TO DO: Pull out every line of the records below that contains the string "phrase", and copy each such line in full.

Labeled area outline entries:
--- --- ---
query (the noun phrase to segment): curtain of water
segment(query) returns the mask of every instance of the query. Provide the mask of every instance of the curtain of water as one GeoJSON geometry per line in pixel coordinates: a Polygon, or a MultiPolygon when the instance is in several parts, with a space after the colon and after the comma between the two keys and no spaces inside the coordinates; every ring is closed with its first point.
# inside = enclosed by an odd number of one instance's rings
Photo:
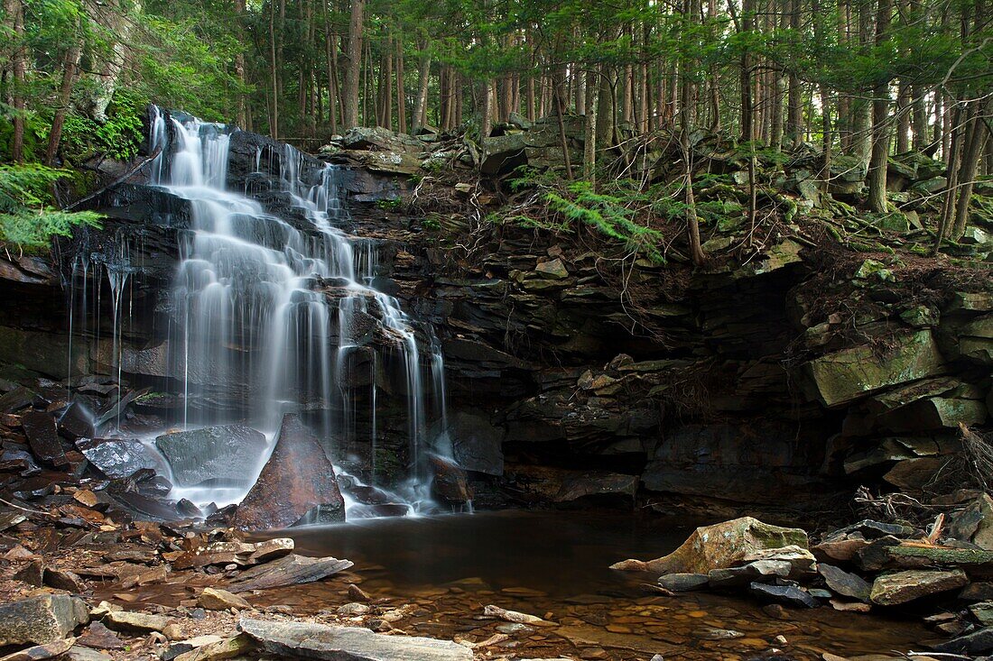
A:
{"type": "MultiPolygon", "coordinates": [[[[305,173],[303,155],[290,146],[278,155],[280,192],[308,221],[301,230],[227,190],[227,127],[173,117],[167,131],[169,119],[158,110],[152,120],[151,144],[162,150],[153,163],[153,182],[188,199],[192,209],[173,291],[178,323],[171,327],[169,359],[174,373],[183,375],[184,402],[176,422],[187,428],[246,422],[274,434],[286,411],[338,409],[346,420],[335,425],[326,418],[326,433],[353,434],[355,393],[348,373],[367,341],[358,338],[371,316],[401,357],[411,483],[423,491],[429,397],[436,402],[433,413],[444,419],[441,352],[430,333],[431,359],[422,361],[412,320],[397,299],[372,286],[376,245],[341,228],[348,215],[338,169],[328,165],[305,173]],[[336,284],[337,301],[321,291],[326,283],[336,284]]],[[[261,157],[259,149],[256,171],[261,157]]],[[[379,364],[373,361],[373,458],[379,364]]]]}

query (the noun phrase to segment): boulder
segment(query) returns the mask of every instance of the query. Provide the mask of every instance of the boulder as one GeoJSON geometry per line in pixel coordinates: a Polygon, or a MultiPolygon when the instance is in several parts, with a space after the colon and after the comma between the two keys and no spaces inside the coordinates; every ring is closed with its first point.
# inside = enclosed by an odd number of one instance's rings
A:
{"type": "Polygon", "coordinates": [[[827,587],[843,596],[851,596],[860,601],[868,601],[872,592],[870,586],[862,577],[838,569],[834,565],[821,563],[817,572],[824,577],[827,587]]]}
{"type": "Polygon", "coordinates": [[[483,163],[480,164],[480,173],[483,175],[507,173],[527,163],[523,133],[486,138],[483,141],[483,163]]]}
{"type": "Polygon", "coordinates": [[[355,626],[242,619],[238,628],[278,656],[334,661],[472,661],[473,651],[449,640],[388,636],[355,626]]]}
{"type": "Polygon", "coordinates": [[[776,549],[757,549],[745,556],[746,563],[782,562],[789,565],[789,578],[797,579],[813,574],[817,569],[817,560],[805,548],[790,545],[776,549]]]}
{"type": "Polygon", "coordinates": [[[870,598],[880,605],[907,603],[922,596],[961,588],[968,580],[962,570],[947,572],[912,570],[876,578],[870,598]]]}
{"type": "Polygon", "coordinates": [[[228,608],[250,608],[242,597],[220,590],[219,588],[205,588],[200,594],[200,605],[208,610],[227,610],[228,608]]]}
{"type": "Polygon", "coordinates": [[[658,585],[673,593],[687,593],[707,587],[706,574],[666,574],[658,578],[658,585]]]}
{"type": "Polygon", "coordinates": [[[290,414],[283,418],[269,461],[238,505],[234,525],[242,530],[271,530],[304,517],[315,523],[345,521],[345,499],[335,467],[317,437],[299,416],[290,414]]]}
{"type": "Polygon", "coordinates": [[[749,586],[749,592],[761,599],[791,606],[816,608],[820,605],[809,593],[797,586],[776,586],[754,582],[749,586]]]}
{"type": "Polygon", "coordinates": [[[963,636],[932,645],[935,652],[944,654],[987,654],[993,652],[993,627],[984,626],[963,636]]]}
{"type": "Polygon", "coordinates": [[[103,623],[116,631],[162,631],[171,619],[162,615],[132,610],[111,610],[103,616],[103,623]]]}
{"type": "Polygon", "coordinates": [[[34,647],[22,649],[13,654],[7,654],[0,658],[0,661],[44,661],[44,659],[54,659],[68,652],[73,643],[75,643],[75,638],[53,640],[45,645],[35,645],[34,647]]]}
{"type": "Polygon", "coordinates": [[[255,641],[245,634],[233,638],[213,640],[199,645],[175,657],[175,661],[221,661],[221,659],[244,658],[255,649],[255,641]]]}
{"type": "Polygon", "coordinates": [[[0,605],[0,647],[62,640],[88,621],[85,602],[69,595],[46,595],[5,603],[0,605]]]}
{"type": "Polygon", "coordinates": [[[682,546],[663,558],[648,562],[626,560],[613,565],[612,569],[705,574],[741,565],[746,556],[757,551],[786,546],[806,549],[806,533],[799,528],[780,528],[745,516],[697,528],[682,546]]]}
{"type": "Polygon", "coordinates": [[[162,460],[137,439],[79,439],[75,447],[111,479],[130,477],[145,468],[156,472],[165,468],[162,460]]]}
{"type": "Polygon", "coordinates": [[[69,463],[66,459],[66,450],[59,440],[56,419],[51,413],[29,411],[21,416],[21,427],[24,428],[28,443],[31,445],[31,452],[35,457],[57,466],[69,463]]]}
{"type": "Polygon", "coordinates": [[[893,337],[895,346],[878,355],[869,345],[841,349],[801,365],[809,393],[826,407],[850,404],[866,395],[936,376],[944,358],[930,330],[893,337]]]}
{"type": "Polygon", "coordinates": [[[244,484],[255,473],[267,445],[261,432],[243,425],[205,427],[164,434],[155,440],[178,486],[196,486],[207,480],[244,484]]]}

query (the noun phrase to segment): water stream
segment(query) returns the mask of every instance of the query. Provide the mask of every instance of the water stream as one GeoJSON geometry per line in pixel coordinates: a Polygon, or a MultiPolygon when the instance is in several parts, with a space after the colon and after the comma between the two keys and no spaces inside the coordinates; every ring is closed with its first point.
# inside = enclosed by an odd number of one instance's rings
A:
{"type": "MultiPolygon", "coordinates": [[[[349,216],[339,169],[316,166],[285,145],[267,160],[278,172],[261,173],[259,148],[255,169],[272,187],[264,193],[281,197],[292,209],[292,217],[280,217],[249,197],[255,184],[246,184],[245,192],[229,189],[236,131],[153,110],[149,142],[158,155],[151,163],[151,184],[187,200],[190,208],[170,297],[166,363],[181,384],[174,393],[181,406],[167,421],[169,429],[242,424],[262,432],[271,450],[283,415],[304,412],[327,447],[355,440],[356,407],[367,405],[372,438],[362,441],[373,451],[367,479],[375,485],[376,407],[382,394],[376,381],[387,363],[395,365],[402,370],[395,396],[405,401],[408,478],[389,495],[407,503],[410,512],[430,506],[429,429],[444,434],[446,408],[444,361],[433,331],[419,333],[399,301],[373,286],[380,271],[378,245],[343,228],[349,216]],[[371,384],[353,385],[352,374],[370,353],[371,384]]],[[[78,266],[85,278],[88,260],[78,266]]],[[[130,273],[106,268],[113,304],[110,363],[118,380],[130,273]]],[[[72,298],[71,315],[76,305],[72,298]]],[[[110,427],[104,435],[120,428],[119,411],[110,427]]],[[[151,447],[153,439],[144,440],[151,447]]],[[[329,450],[334,457],[336,449],[329,450]]],[[[176,487],[172,495],[198,504],[237,502],[267,455],[258,458],[243,483],[176,487]]],[[[348,477],[365,485],[355,475],[348,477]]],[[[369,515],[357,503],[350,505],[350,516],[369,515]]]]}

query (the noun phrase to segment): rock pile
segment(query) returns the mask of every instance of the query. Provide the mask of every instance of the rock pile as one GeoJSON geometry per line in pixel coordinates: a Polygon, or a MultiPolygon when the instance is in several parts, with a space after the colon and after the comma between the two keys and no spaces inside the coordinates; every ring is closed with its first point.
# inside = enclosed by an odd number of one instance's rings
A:
{"type": "Polygon", "coordinates": [[[868,612],[913,605],[947,640],[935,652],[993,653],[993,545],[987,533],[993,499],[960,492],[947,518],[927,531],[903,523],[862,520],[808,545],[798,528],[771,526],[751,517],[697,528],[671,554],[613,569],[661,574],[668,594],[697,590],[745,592],[777,608],[868,612]]]}

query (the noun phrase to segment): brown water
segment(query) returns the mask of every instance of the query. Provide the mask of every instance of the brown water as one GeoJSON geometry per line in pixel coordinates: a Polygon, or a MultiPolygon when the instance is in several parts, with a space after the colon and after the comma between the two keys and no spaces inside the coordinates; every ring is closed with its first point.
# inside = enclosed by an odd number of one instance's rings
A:
{"type": "Polygon", "coordinates": [[[557,623],[477,648],[477,658],[495,659],[647,661],[659,653],[667,660],[733,661],[778,653],[812,660],[823,652],[903,658],[895,653],[921,650],[921,641],[933,637],[886,611],[844,613],[825,605],[790,608],[788,619],[778,619],[747,595],[660,596],[645,588],[651,577],[607,569],[625,558],[664,555],[689,530],[619,512],[494,512],[294,530],[289,534],[300,552],[348,558],[355,575],[269,591],[253,602],[320,613],[349,601],[348,581],[360,581],[382,599],[379,609],[399,609],[393,625],[409,633],[485,641],[505,624],[483,617],[490,603],[557,623]]]}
--- --- ---
WRITTEN ANSWER:
query (the noun phrase to segment): curtain of water
query (the noun phrase to segment): boulder
query (the noun phrase to segment): water stream
query (the noun phrase to segment): rock pile
query (the noun phrase to segment): brown water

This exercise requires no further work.